--- BEGIN SELECTED EXCERPT ---

The U.S. rejoined the Paris Agreement. Now comes the hard part
“Rejoining is just the threshold,” says Rachel Cleetus, the policy director for the climate and energy program at the Union of Concerned Scientists. “We need to do a lot more to show the world that the U.S. is going to do its fair share.”
One of the first steps is setting a new goal—a pledge that each country makes as part of the Paris Agreement. In 2015, when the Paris Agreement was created, the U.S. pledged to cut emissions 26-28% below 2005 levels by 2025. After four years of Trump dismantling climate policy, we’re not on track to meet that goal. To make things more difficult, the goal now also needs to be much more ambitious: In 2018, a U.N. report warned that it was critical to limit global warming to 1.5 degrees Celsius, and to do that, emissions need to drop nearly in half by 2030. Biden needs to set a target, called a “nationally determined contribution,” to cut emissions by 45-50% by the end of the decade. Then we need the policy to actually make that happen.

--- END SELECTED EXCERPT ---
--- BEGIN GIVEN DATA ---

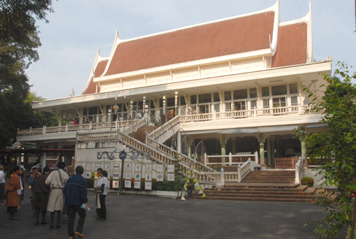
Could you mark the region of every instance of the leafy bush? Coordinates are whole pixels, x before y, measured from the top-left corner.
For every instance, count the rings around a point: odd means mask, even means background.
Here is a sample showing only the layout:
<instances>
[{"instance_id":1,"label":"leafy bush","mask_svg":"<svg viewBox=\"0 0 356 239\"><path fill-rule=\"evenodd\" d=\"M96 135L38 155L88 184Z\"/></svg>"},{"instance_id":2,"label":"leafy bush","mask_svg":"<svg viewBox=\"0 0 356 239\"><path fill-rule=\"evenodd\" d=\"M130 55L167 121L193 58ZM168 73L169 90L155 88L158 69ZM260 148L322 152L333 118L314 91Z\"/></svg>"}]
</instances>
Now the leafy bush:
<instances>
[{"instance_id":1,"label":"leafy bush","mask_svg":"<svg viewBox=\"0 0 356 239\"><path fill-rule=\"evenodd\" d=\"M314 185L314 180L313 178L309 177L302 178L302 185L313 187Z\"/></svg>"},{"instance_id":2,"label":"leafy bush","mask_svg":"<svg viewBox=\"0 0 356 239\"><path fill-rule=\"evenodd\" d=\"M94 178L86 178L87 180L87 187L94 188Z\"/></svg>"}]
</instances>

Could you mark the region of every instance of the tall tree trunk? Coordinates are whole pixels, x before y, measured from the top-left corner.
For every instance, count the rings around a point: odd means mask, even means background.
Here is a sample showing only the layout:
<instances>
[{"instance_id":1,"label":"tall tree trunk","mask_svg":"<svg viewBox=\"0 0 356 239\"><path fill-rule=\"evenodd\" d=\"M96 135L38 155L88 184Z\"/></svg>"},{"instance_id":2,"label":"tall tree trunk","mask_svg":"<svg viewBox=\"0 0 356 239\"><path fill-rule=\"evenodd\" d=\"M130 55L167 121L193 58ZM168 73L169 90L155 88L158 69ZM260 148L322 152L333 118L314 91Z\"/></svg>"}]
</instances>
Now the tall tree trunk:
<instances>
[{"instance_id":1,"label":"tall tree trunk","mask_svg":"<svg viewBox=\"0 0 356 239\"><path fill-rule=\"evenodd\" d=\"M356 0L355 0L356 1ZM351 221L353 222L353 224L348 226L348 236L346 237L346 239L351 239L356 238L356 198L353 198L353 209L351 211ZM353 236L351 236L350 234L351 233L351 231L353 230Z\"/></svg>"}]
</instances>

--- END GIVEN DATA ---

- **JOBS**:
1: Answer the following questions about the Paris Agreement article.
(a) What position does Rachel Cleetus hold?
(b) What emissions cut did the U.S. pledge in 2015, and by what year?
(c) By how much does the article say Biden's target should cut emissions by the end of the decade?
2: Resume the Paris Agreement article after its last sentence and write the next paragraph.

- **ANSWERS PER TASK**:
1:
(a) She is the policy director for the climate and energy program at the Union of Concerned Scientists.
(b) The U.S. pledged to cut emissions 26-28% below 2005 levels by 2025.
(c) It should cut emissions by 45-50%.

2:
While the new administration can accomplish several things directly—including reversing dozens of environmental rollbacks from the Trump administration—it’s also important for Congress to pass new laws. “There are limits to what the administration can do on its own,” says Cleetus. “Especially if we’re going to have durable policy that lasts beyond the term of any one administration or Congress.” The U.S. can’t credibly put forward a goal like cutting emissions by 50%, she says, without the support of Congress. Here are a few of the key policies that the government could pursue.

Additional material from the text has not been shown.